- _Exercise brief_
Pull out every line in the records below that contains the word "each", and copy those lines unchanged.

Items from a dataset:
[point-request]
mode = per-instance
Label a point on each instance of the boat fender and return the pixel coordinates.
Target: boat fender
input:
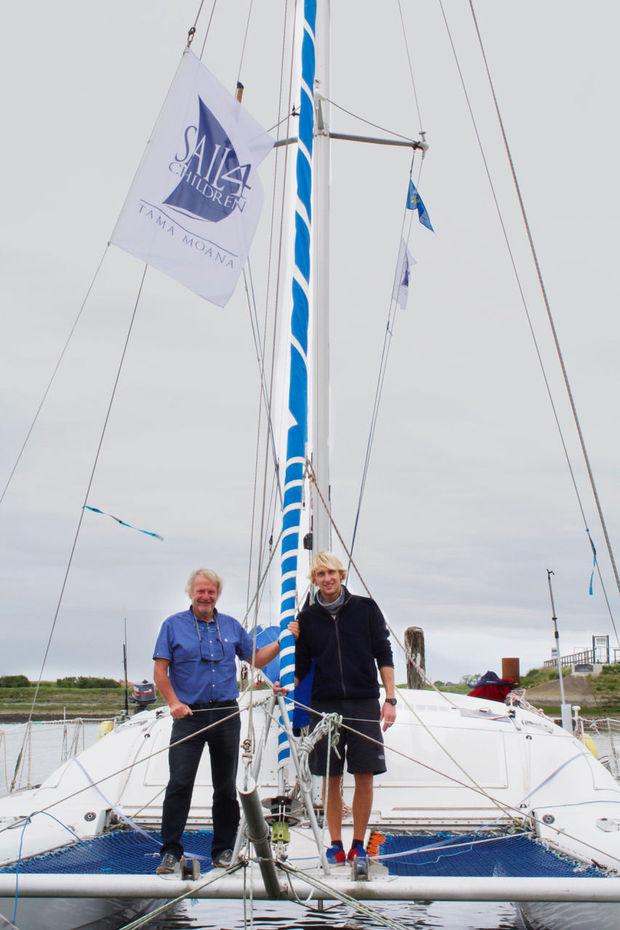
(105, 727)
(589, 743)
---
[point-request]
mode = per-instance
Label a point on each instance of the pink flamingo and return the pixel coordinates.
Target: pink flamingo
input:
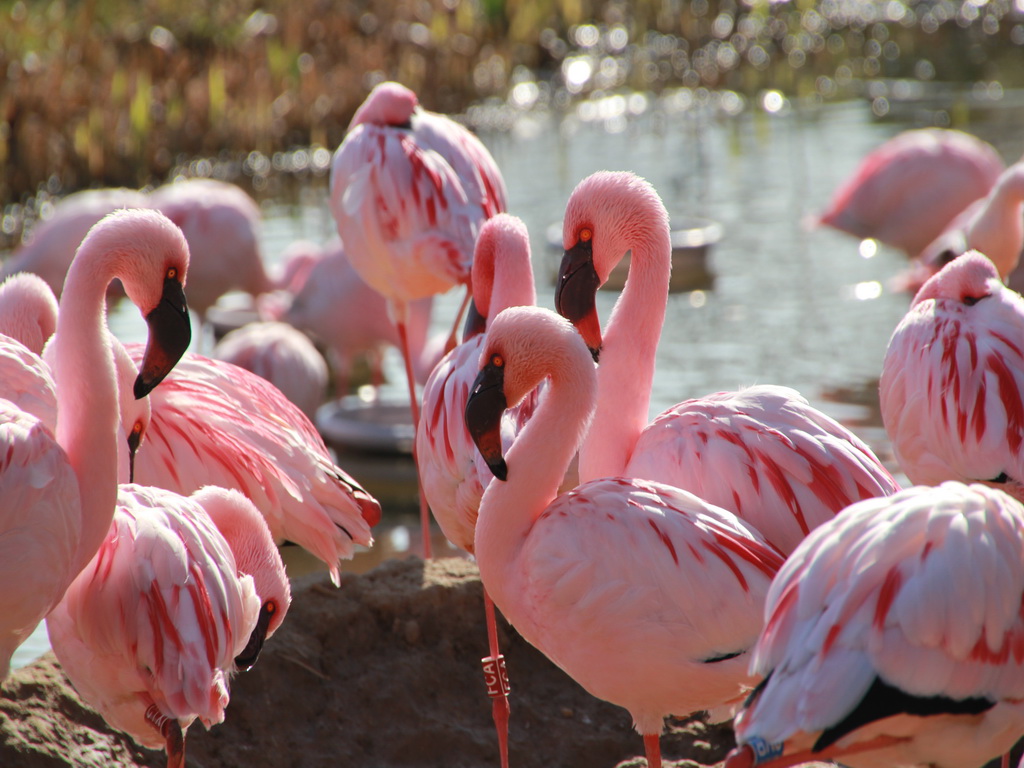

- _Task result_
Label a point on each instance of the boat fender and return the pixel coordinates.
Label a point on each instance of the pink flamingo and return the pixel coordinates.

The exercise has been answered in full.